━━ DATA PROVIDED

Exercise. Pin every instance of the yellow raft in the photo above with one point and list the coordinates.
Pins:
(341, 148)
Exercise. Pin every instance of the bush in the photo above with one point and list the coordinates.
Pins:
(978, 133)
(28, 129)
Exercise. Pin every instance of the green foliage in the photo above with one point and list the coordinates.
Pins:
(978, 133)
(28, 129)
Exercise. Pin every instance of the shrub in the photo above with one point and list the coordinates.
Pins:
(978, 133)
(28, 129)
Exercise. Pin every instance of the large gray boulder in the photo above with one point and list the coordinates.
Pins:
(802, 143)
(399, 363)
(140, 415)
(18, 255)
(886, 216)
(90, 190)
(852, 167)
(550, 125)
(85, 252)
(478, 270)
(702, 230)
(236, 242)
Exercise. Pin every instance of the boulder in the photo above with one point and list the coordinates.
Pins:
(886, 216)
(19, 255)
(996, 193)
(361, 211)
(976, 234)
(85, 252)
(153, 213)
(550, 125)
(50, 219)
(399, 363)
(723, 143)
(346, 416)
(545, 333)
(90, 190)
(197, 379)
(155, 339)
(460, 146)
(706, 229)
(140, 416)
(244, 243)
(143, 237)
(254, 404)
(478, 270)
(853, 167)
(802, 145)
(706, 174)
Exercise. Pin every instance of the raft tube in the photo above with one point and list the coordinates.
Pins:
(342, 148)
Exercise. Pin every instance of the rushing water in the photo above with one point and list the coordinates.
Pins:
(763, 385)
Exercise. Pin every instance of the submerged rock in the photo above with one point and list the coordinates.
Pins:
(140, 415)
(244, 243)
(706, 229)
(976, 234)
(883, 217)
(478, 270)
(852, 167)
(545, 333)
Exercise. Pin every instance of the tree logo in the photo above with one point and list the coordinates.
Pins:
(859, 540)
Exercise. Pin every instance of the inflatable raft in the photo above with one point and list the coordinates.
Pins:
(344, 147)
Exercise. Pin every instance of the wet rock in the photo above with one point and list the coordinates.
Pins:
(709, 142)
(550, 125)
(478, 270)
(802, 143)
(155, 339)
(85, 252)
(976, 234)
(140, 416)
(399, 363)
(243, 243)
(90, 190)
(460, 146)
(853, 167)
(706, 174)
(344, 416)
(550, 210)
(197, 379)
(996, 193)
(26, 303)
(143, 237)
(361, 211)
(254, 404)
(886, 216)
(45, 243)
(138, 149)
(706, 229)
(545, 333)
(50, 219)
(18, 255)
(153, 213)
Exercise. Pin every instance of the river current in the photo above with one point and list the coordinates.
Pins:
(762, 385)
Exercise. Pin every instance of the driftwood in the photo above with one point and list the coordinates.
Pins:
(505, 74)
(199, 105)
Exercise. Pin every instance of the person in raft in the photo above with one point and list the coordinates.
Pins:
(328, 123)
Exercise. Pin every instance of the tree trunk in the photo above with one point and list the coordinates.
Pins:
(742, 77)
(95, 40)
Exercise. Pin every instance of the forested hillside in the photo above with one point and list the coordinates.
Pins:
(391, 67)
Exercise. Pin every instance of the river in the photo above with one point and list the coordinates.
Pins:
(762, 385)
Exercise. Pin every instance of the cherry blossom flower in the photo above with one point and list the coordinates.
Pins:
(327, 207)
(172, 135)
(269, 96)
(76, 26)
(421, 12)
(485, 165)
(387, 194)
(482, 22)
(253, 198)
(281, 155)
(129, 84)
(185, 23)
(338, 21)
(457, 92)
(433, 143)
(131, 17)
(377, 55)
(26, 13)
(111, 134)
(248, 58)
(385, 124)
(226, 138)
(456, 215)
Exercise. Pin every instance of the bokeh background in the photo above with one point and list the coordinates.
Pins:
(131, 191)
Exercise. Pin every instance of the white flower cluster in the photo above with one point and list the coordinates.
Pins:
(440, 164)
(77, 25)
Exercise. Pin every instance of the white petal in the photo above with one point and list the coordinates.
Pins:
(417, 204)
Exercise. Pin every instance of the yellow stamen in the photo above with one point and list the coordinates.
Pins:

━━━━

Every line from the line containing "Exercise. Pin every instance of the bokeh" to the last line of the material above must be repeated exactly, and no other line.

◆ **WORKED ANSWER**:
Exercise. Pin every instance of the bokeh background in the photo above with one point and list the coordinates.
Pins:
(131, 191)
Exercise. Pin every instance of the white flower cluster in the photo above with one point and list the coordinates.
Pins:
(440, 164)
(77, 25)
Exercise. Pin every instance of the white petal in the photo above with one point and list the coordinates.
Pins:
(417, 204)
Exercise. Pin every instance of the yellow stamen in the photo above with one point and list the coordinates.
Pins:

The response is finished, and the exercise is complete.